▶ Exercise requirements
The listing is to be returned word for word, without its images.

▶ Dataset extract
>>>>>

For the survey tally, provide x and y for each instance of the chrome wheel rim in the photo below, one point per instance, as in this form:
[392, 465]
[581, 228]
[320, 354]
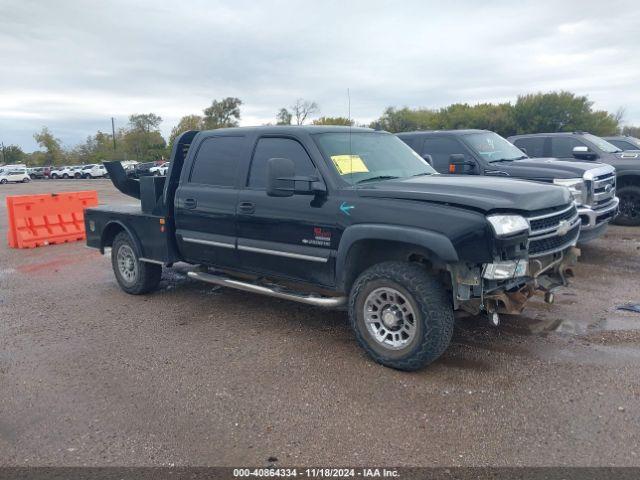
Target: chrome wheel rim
[390, 318]
[127, 264]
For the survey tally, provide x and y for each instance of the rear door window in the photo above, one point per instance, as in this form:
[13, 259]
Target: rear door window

<<<<<

▶ Solution for this task
For the survey tally, provide x and y for each instance of the chrome wheel rim in the photo below, one point per instance, as in this form:
[392, 465]
[581, 228]
[320, 354]
Target: chrome wheel rim
[390, 318]
[127, 264]
For the survey tally, provide x and y for each instance of the rear door window in the photo above, one point per instance, as in this form:
[13, 259]
Target: rear door window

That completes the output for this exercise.